WRITTEN PROBLEM:
Rewrite the material below, swapping each "marker" for "pin" and keeping everything else unchanged. Leave the pictures out of your answer.

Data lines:

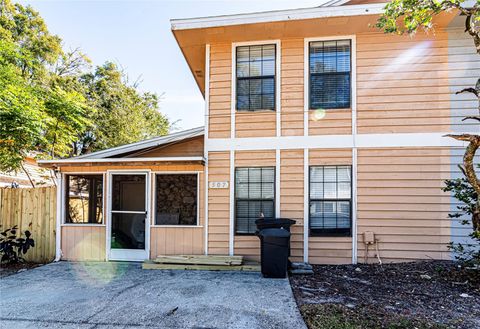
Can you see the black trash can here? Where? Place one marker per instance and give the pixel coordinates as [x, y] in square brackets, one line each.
[274, 246]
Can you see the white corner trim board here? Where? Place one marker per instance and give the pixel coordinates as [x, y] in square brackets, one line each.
[276, 16]
[332, 141]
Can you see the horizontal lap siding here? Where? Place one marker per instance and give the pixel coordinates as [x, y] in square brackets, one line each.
[83, 243]
[402, 83]
[88, 243]
[257, 124]
[218, 203]
[401, 201]
[292, 87]
[220, 90]
[249, 246]
[291, 197]
[330, 250]
[464, 68]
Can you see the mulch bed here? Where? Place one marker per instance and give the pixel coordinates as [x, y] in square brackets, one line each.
[10, 269]
[432, 294]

SOLUTION:
Can you see the black trash can here? Where? Place one pin per instance and give the pixel coordinates as [x, y] in square brackets, one line each.
[274, 246]
Can you see the white corner trim board here? Where? Place one pin per instance and give the pixel coordinates as [x, y] in square brackets, one line each.
[276, 16]
[332, 141]
Can you see the horizontal lap siding here? Where? Place one pin per instance and give the pixel coordinates as [x, y] in square brackets, one line each.
[83, 243]
[402, 83]
[88, 243]
[257, 124]
[218, 203]
[401, 201]
[292, 87]
[220, 90]
[249, 246]
[291, 197]
[330, 250]
[464, 68]
Can you see the mulch bed here? Where? Place one pin per instance and give the pixel coordinates as [x, y] in square brackets, one line each.
[10, 269]
[432, 294]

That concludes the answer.